• What is needed: Identify each line below that contains the word "umbrella" and copy all of those lines.

• Supplied data:

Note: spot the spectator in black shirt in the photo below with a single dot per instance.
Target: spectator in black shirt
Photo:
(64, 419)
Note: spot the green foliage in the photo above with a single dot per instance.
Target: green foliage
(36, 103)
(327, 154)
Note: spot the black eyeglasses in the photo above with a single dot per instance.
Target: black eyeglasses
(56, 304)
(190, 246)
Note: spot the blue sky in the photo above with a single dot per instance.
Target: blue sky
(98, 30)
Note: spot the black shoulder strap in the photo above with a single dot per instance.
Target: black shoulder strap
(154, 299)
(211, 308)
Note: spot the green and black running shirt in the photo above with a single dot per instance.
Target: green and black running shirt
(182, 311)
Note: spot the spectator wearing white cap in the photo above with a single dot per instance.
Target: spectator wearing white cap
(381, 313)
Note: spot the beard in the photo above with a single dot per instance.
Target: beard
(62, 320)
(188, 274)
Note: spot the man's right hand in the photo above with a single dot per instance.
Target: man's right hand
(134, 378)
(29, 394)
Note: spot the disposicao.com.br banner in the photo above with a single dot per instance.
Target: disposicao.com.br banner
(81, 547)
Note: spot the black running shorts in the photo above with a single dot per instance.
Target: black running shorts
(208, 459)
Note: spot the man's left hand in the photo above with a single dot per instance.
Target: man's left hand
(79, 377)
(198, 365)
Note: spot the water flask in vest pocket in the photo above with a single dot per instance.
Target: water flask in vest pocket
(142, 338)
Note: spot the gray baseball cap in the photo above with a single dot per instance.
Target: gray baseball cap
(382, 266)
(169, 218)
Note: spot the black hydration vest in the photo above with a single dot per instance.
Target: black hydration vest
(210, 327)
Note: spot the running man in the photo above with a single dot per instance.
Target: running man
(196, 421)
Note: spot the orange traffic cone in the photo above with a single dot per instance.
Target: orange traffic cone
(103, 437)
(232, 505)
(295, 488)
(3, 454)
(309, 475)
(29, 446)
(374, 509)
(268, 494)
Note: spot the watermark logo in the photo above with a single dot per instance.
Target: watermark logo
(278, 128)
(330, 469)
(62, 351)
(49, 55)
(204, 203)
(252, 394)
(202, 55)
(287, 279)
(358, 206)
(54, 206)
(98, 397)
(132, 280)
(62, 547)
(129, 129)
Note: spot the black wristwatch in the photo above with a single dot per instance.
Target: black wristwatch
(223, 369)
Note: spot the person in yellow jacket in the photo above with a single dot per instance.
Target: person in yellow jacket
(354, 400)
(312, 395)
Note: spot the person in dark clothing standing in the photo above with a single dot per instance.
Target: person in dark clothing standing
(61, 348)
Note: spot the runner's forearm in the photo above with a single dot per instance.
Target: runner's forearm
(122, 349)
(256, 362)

...

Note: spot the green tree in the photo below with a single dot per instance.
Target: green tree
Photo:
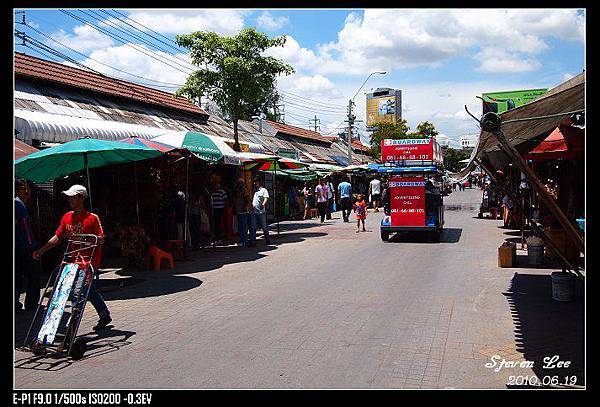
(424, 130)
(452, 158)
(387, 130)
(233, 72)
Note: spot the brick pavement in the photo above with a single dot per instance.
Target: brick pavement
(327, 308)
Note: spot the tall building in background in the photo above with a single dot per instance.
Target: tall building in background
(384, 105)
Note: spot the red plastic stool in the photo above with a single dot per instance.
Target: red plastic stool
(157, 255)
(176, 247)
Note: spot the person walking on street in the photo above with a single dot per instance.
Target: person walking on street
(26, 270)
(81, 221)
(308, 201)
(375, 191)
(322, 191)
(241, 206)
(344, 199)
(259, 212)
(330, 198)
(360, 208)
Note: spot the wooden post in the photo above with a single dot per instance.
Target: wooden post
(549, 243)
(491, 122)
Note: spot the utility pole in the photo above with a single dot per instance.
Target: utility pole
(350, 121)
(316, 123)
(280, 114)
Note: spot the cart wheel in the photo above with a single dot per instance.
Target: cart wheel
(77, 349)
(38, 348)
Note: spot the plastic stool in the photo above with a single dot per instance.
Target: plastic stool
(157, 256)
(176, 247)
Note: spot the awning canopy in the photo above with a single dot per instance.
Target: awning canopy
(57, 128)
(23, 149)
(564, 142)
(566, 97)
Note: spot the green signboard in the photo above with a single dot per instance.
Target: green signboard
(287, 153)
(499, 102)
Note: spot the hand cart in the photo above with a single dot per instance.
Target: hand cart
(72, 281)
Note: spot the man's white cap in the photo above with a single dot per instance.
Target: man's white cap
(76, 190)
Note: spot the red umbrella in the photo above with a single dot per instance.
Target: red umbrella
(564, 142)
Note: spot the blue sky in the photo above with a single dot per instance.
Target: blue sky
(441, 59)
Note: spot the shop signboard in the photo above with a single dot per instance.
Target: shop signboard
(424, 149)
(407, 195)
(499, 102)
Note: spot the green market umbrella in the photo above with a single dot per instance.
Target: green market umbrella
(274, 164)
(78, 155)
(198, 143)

• Output of the exercise:
Note: spot the red umbrella in the photo above with a single dot per instance.
Target: red umbrella
Note: spot the green market umbrella in the photo above with a single dot per instance.
Target: green market umbrella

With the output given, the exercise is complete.